Repeat each line exactly as it is written.
---------- GIVEN DATA
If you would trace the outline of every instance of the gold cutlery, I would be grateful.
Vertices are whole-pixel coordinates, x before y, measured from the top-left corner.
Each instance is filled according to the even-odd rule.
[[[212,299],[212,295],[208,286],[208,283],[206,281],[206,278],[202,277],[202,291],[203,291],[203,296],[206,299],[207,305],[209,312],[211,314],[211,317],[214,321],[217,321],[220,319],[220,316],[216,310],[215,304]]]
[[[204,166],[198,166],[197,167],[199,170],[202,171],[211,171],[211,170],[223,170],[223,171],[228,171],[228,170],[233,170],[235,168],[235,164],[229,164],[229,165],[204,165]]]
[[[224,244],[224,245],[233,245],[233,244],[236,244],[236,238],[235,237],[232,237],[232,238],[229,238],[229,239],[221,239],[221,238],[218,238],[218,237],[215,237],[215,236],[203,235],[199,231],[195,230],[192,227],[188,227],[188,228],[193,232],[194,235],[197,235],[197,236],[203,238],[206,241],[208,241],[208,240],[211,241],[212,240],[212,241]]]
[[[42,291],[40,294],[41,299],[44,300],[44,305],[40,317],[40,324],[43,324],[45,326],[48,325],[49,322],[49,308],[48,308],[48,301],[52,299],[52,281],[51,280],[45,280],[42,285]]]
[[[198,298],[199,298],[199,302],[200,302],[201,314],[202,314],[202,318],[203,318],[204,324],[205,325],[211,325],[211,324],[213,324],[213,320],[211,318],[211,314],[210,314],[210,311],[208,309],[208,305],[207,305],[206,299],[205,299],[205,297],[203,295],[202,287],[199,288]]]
--------------------
### IN RESPONSE:
If you would trace the outline of every instance of the gold cutlery, I would be grateful.
Vertices are whole-pixel coordinates, x before y, measured from the top-left corner.
Each instance is filled according to the even-odd rule.
[[[212,299],[212,295],[208,286],[208,283],[206,281],[206,278],[202,277],[202,291],[203,291],[203,296],[206,299],[207,305],[209,312],[211,314],[211,317],[214,321],[217,321],[220,319],[220,316],[216,310],[215,304]]]
[[[204,166],[198,166],[197,167],[199,170],[202,171],[211,171],[211,170],[223,170],[223,171],[228,171],[228,170],[233,170],[235,168],[235,164],[229,164],[229,165],[204,165]]]
[[[224,244],[224,245],[233,245],[233,244],[236,244],[236,238],[235,237],[232,237],[232,238],[229,238],[229,239],[221,239],[221,238],[218,238],[218,237],[215,237],[215,236],[203,235],[199,231],[195,230],[192,227],[188,227],[188,228],[193,232],[194,235],[197,235],[197,236],[203,238],[206,241],[208,241],[208,240],[211,241],[212,240],[212,241]]]
[[[42,291],[40,294],[41,299],[44,300],[44,305],[40,317],[40,324],[43,324],[45,326],[48,325],[49,322],[49,308],[48,308],[48,301],[52,299],[52,281],[51,280],[45,280],[42,285]]]
[[[198,298],[199,298],[199,302],[200,302],[201,314],[202,314],[202,318],[203,318],[204,324],[205,325],[211,325],[211,324],[213,324],[213,320],[211,318],[211,314],[210,314],[210,311],[208,309],[208,305],[207,305],[206,299],[205,299],[205,297],[203,295],[202,287],[199,288]]]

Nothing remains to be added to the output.